→ Tarea escrita
Copia de nuevo todo lo que va desde la línea que contiene "Return the segmentation of every instance of the person" hasta la que contiene "123), (185, 119)]", cambiando "long coat" por "overcoat" y sin tocar nada más.
---------- Registros dados
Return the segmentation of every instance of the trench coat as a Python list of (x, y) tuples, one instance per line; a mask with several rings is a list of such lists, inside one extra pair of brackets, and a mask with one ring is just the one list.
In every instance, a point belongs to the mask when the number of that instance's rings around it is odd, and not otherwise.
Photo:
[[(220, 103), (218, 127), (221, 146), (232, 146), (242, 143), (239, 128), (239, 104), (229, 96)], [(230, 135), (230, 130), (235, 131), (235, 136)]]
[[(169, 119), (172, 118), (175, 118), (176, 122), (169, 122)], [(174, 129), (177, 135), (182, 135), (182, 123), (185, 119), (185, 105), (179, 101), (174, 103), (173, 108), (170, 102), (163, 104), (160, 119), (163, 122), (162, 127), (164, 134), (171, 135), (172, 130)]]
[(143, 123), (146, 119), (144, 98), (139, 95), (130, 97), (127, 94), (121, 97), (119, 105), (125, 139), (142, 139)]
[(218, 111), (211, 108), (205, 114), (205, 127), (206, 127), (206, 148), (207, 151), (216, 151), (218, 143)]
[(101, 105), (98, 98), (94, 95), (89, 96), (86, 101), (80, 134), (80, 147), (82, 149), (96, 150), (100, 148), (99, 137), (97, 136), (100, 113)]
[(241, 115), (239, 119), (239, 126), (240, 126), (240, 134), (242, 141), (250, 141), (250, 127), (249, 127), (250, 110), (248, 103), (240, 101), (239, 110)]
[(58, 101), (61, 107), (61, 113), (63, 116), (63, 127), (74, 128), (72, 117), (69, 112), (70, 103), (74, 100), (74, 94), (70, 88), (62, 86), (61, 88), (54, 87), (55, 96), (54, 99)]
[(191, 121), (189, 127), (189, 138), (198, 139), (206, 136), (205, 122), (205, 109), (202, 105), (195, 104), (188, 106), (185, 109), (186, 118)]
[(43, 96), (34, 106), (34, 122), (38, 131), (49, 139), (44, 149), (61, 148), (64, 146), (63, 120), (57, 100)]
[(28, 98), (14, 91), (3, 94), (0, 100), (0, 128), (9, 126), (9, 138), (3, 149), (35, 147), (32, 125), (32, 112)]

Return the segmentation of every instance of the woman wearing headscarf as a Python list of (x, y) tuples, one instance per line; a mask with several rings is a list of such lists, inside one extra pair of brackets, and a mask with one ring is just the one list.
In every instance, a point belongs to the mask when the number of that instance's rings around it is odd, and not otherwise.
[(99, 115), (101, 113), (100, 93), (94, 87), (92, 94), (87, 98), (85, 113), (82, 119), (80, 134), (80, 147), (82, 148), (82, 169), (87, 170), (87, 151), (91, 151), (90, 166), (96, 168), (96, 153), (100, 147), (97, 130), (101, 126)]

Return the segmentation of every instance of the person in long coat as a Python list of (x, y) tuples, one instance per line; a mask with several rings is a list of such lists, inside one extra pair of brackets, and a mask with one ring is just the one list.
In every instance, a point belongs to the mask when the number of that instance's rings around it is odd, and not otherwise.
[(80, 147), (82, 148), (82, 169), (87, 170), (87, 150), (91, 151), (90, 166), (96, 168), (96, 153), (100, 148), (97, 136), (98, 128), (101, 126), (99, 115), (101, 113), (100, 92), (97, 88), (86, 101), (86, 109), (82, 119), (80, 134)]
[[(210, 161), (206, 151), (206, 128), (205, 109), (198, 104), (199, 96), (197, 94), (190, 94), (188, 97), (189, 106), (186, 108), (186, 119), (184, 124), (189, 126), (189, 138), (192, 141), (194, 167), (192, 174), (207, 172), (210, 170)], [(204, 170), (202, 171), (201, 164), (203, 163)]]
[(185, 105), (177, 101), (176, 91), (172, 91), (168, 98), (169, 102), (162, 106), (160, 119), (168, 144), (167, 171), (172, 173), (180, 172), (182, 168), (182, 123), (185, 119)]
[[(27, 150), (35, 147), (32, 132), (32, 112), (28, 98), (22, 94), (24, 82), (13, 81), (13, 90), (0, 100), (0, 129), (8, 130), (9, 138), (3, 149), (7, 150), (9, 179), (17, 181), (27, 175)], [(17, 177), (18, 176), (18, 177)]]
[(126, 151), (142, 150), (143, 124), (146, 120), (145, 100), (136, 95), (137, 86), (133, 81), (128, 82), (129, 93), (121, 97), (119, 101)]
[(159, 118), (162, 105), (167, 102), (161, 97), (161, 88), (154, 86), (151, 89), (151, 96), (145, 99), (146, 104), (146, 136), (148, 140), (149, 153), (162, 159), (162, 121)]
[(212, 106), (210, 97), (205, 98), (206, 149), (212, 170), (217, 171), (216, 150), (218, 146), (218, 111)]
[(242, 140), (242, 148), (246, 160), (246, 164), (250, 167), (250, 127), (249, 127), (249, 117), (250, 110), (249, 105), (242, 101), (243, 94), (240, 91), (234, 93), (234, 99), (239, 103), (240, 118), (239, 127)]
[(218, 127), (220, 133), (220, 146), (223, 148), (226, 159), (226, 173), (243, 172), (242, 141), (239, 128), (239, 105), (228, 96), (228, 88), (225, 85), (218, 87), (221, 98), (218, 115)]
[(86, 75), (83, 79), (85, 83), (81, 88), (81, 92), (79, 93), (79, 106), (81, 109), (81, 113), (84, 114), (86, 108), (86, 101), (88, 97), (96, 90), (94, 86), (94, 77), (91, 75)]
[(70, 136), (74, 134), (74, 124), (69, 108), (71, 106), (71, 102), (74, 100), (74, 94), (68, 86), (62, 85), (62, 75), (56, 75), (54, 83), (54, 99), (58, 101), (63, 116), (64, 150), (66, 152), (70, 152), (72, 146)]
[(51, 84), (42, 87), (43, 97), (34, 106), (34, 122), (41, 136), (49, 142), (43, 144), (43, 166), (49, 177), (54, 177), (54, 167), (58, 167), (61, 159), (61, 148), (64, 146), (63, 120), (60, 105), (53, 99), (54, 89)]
--------------------
→ Problema resuelto
Return the segmentation of every instance of the person in overcoat as a Python list of (x, y) tuples, one instance per line; a mask with several rings is a list of such lists, inside one extra pair of brackets, and a mask with one ring is just the one list.
In every instance, a point belongs to the mask when the number of that instance's rings around it is odd, and not otherwise.
[(80, 147), (82, 148), (82, 169), (87, 170), (87, 150), (91, 151), (90, 166), (96, 168), (96, 153), (100, 148), (97, 136), (98, 128), (101, 126), (99, 115), (101, 113), (100, 92), (97, 88), (86, 101), (86, 109), (82, 119), (80, 134)]
[[(210, 161), (206, 151), (206, 128), (205, 109), (198, 104), (199, 96), (197, 94), (190, 94), (188, 97), (189, 106), (186, 108), (186, 119), (184, 124), (189, 126), (189, 138), (192, 141), (194, 167), (192, 174), (207, 172), (210, 170)], [(204, 170), (202, 171), (201, 164), (203, 163)]]
[(185, 105), (177, 101), (176, 91), (172, 91), (168, 98), (169, 102), (162, 106), (160, 119), (168, 144), (167, 171), (172, 173), (180, 172), (182, 168), (182, 123), (185, 119)]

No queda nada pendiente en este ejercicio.